TASK PROMPT – The news release says Peter Magyar was elected a chartered member of the Royal Institute of British Architects. Using the news release, explain in one to three sentences why this counts as an honor.

PROVIDED TEXT –
_ _ _ _ _ _ _
News release prepared by: Beth Bohn, 785-532-2535, bbohn@k-state.edu

Wednesday, Nov. 17, 2010

MAGYAR NAMED MEMBER OF ROYAL INSTITUTE OF BRITISH ARCHITECTS, RELEASES NEW BOOK

MANHATTAN -- It's said that good things come in threes, but for Kansas State University's Peter Magyar, good things have been coming in bunches.

Magyar, professor and head of Kansas State University's department of architecture, is having a year filled with special honors.

The honors include being elected a chartered member of the Royal Institute of British Architects. Membership in the institute is recognized as a symbol of professional excellence, with chartered architects considered to have reached the gold standard in their profession.

The institute, which was founded in 1824, is a global network of individuals and practitioners who share a common interest in architecture and the built environment.

Magyar also recently released his latest book, "THINKINK," published by Kendall Hunt. The book is about his passion, the process of conceiving and refining designs through freehand drawing, or spaceprints. The book features several examples of his work.
_ _ _ _ _ _ _
EXTRACTED MATERIAL –
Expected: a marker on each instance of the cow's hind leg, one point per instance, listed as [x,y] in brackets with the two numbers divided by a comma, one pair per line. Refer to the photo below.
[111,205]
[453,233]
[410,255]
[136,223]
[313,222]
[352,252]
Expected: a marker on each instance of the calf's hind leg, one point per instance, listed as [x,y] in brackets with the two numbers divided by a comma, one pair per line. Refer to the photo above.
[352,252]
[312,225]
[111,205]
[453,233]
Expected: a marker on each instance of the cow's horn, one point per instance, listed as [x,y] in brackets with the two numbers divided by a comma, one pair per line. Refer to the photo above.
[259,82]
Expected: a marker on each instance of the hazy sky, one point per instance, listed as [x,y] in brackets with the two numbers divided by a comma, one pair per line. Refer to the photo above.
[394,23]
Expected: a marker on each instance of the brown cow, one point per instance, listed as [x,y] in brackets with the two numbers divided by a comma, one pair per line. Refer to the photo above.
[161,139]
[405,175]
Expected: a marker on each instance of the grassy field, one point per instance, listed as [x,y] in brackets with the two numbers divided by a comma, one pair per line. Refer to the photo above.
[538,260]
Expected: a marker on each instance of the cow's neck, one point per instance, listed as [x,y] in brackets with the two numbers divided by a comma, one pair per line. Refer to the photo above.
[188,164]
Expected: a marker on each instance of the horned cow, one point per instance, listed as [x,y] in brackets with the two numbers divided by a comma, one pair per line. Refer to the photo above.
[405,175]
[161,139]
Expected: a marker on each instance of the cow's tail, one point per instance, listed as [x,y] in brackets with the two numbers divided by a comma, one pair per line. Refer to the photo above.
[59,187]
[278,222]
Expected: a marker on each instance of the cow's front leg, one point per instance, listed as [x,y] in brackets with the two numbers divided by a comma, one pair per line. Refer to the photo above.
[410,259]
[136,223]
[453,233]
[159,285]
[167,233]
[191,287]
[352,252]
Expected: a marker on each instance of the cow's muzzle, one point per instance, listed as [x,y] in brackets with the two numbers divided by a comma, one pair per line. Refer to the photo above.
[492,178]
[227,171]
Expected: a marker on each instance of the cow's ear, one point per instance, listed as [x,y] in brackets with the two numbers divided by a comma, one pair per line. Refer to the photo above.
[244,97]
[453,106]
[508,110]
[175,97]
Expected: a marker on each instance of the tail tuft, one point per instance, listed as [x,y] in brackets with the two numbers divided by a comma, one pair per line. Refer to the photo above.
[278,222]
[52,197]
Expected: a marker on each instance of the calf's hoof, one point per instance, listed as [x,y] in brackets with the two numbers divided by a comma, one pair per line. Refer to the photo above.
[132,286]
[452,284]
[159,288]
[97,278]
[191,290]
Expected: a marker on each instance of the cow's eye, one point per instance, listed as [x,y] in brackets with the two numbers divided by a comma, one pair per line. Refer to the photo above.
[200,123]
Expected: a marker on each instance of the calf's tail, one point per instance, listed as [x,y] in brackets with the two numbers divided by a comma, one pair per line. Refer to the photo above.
_ _ _ _ _ _ _
ANSWER AREA – Membership in the Royal Institute of British Architects is recognized as a symbol of professional excellence. Chartered architects are considered to have reached the gold standard in their profession.